#### Supplied entries:
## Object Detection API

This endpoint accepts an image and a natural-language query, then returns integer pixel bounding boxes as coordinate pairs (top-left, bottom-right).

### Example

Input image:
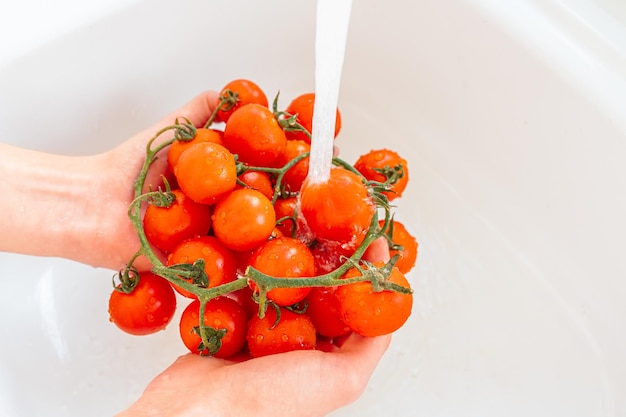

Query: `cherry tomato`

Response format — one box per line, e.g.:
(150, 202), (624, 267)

(250, 237), (315, 306)
(335, 262), (413, 337)
(216, 79), (268, 122)
(143, 190), (211, 252)
(167, 128), (224, 172)
(278, 140), (311, 192)
(380, 220), (419, 274)
(236, 170), (274, 200)
(212, 188), (276, 251)
(300, 168), (376, 242)
(224, 104), (287, 167)
(285, 93), (341, 143)
(174, 142), (237, 204)
(247, 307), (316, 358)
(167, 236), (237, 298)
(305, 287), (352, 339)
(179, 297), (248, 358)
(109, 272), (176, 335)
(354, 149), (409, 201)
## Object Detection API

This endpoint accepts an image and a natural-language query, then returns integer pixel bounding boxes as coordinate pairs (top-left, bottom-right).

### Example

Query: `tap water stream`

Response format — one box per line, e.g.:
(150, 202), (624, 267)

(308, 0), (352, 184)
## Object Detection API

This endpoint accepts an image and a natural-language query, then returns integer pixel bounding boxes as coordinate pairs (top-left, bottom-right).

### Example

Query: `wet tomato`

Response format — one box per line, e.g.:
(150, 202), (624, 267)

(179, 297), (248, 358)
(250, 237), (315, 306)
(246, 307), (317, 358)
(354, 149), (409, 201)
(143, 190), (211, 252)
(300, 168), (376, 242)
(109, 272), (176, 335)
(305, 287), (352, 339)
(224, 104), (287, 167)
(335, 262), (413, 337)
(167, 236), (237, 298)
(236, 170), (274, 200)
(174, 142), (237, 204)
(212, 188), (276, 251)
(167, 128), (224, 172)
(216, 79), (268, 122)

#### Task requirements:
Reproduce every entry above word for word, leaving out the image.

#### Written reply:
## Object Detection API

This endpoint accepts an image and a natural-language query, then returns integer pixel bounding boxes as coordinate pairs (top-left, bottom-right).

### Example

Input image:

Query: `cherry tomato`

Response format — one box per line, e.g.:
(150, 202), (624, 267)

(250, 237), (315, 306)
(335, 262), (413, 337)
(216, 79), (268, 122)
(143, 190), (211, 252)
(167, 128), (224, 172)
(278, 140), (311, 192)
(380, 220), (419, 274)
(236, 170), (274, 200)
(212, 188), (276, 251)
(300, 168), (376, 242)
(224, 104), (287, 167)
(285, 93), (341, 143)
(174, 142), (237, 204)
(247, 307), (316, 358)
(167, 236), (237, 298)
(305, 287), (352, 339)
(179, 297), (248, 358)
(109, 272), (176, 335)
(354, 149), (409, 201)
## Object Detection API

This endpoint accepts an image and a natural-language query, then returns integer pixel bounding boxes as coordinate pairs (top-left, bottom-right).

### Example

Query: `tap water stream`

Response format — one box per line, e.g.:
(150, 202), (624, 267)

(308, 0), (352, 184)
## Object Detection API

This endpoint accepts an image and a natural-language query, then returns integer pixel bounding boxes as coordinate pairs (top-left, bottom-right).

### Example

Query: `wet tomato`

Response format — one box per line, e.g.:
(150, 202), (624, 267)

(179, 297), (248, 358)
(250, 237), (315, 306)
(246, 307), (317, 358)
(354, 149), (409, 201)
(143, 190), (211, 252)
(300, 168), (376, 242)
(109, 272), (176, 335)
(305, 287), (352, 339)
(224, 104), (287, 167)
(335, 262), (413, 337)
(167, 236), (237, 298)
(236, 170), (274, 200)
(174, 142), (237, 204)
(212, 188), (276, 251)
(167, 128), (224, 172)
(216, 79), (268, 122)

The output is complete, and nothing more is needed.